### What you are asked to do
What's needed is a full, exact retyping of the records.

Dataset entries
========================

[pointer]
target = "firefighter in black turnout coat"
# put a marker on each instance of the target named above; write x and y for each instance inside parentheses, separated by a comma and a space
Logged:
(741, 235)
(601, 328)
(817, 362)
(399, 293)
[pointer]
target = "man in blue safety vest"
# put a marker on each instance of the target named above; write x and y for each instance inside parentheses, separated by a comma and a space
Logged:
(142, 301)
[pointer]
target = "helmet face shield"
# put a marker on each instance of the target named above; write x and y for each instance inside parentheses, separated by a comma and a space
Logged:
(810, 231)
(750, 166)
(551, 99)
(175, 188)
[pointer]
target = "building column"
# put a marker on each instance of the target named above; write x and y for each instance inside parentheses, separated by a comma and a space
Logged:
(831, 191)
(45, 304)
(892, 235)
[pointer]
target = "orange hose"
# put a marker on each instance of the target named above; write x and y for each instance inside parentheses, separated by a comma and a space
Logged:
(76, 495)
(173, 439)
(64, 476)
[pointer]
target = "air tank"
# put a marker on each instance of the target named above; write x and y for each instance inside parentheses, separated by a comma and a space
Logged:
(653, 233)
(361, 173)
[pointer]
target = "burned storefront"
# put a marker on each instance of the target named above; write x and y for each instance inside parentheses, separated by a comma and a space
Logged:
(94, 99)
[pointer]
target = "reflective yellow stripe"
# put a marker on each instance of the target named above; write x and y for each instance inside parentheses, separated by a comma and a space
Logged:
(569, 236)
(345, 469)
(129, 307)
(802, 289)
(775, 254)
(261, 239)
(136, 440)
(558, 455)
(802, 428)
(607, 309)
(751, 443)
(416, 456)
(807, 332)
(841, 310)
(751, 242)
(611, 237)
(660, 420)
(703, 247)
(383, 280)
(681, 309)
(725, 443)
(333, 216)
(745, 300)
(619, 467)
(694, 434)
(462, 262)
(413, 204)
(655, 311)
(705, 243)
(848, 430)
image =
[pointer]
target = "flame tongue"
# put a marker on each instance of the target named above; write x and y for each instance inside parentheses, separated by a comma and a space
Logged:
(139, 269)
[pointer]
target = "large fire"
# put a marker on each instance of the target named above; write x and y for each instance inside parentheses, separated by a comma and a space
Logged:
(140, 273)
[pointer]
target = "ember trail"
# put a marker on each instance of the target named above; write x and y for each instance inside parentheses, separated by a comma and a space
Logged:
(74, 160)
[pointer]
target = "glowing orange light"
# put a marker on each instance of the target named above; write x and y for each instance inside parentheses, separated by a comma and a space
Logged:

========================

### Problem solution
[pointer]
target = "firefighter in black turnout coat"
# put a marker on each instance of the target named above; write x and y for each instance inside parentheses, separated by a comma and a space
Logged:
(741, 235)
(601, 328)
(817, 362)
(399, 293)
[pointer]
target = "man in blue safety vest"
# put a marker on each instance of the target named above; write x and y for each instance inside parentheses, separated by a comma and a space
Logged:
(142, 301)
[pointer]
target = "helmet face shield"
# put a marker on each instance of the target named above; write x and y for each instance inside parentheses, separated by a comma and a space
Logged:
(810, 231)
(750, 166)
(551, 99)
(175, 188)
[pointer]
target = "building column"
# put a marker on each instance of the target named above; write x and y for each instance inside parentheses, separated by a comma and a space
Logged:
(831, 191)
(45, 304)
(892, 235)
[pointer]
target = "orange hose"
# put a marker on each instance of the target named above; write x and y for each instance inside parentheses, separated by a comma and a space
Logged:
(76, 495)
(173, 439)
(64, 476)
[pointer]
target = "air tank"
# put a marker on each instance of the target named above; write x and y for each instance inside parentheses, separated by a comma and a space
Logged:
(653, 233)
(361, 173)
[pointer]
target = "burned storefront"
# put a marker on each instance of the target named above; write x and y for each instance inside parentheses, separated by a comma and a space
Logged:
(94, 99)
[pointer]
target = "reflective yellow stripe"
# put a marker on each instance of the target named above; write x and y for each instance inside parentheses, separated by a comma and a space
Logged:
(569, 236)
(345, 469)
(129, 307)
(802, 289)
(775, 254)
(261, 239)
(136, 440)
(558, 455)
(802, 428)
(607, 309)
(751, 443)
(416, 456)
(807, 332)
(841, 310)
(751, 242)
(611, 237)
(660, 420)
(703, 247)
(383, 280)
(681, 309)
(725, 443)
(333, 216)
(745, 300)
(619, 467)
(694, 434)
(462, 262)
(413, 204)
(655, 311)
(705, 243)
(848, 430)
image =
[pointer]
target = "flame tongue"
# put a marker on each instance of the target named above; write x and y for each instance inside parentheses, separated by a comma and a space
Logged:
(139, 269)
[pointer]
target = "large fire"
# put a marker on each instance of the target named above; write x and y for each instance inside parentheses, separated by a comma and a space
Logged:
(140, 273)
[pointer]
target = "ember trail"
# put a marker on each instance of the target named above; write x and y for each instance inside parentheses, separated by a comma and a space
Logged:
(74, 160)
[pointer]
target = "glowing orange light"
# put a marker on each instance of the target named above; write x and y for each instance inside parentheses, separated by a comma and a space
Logged:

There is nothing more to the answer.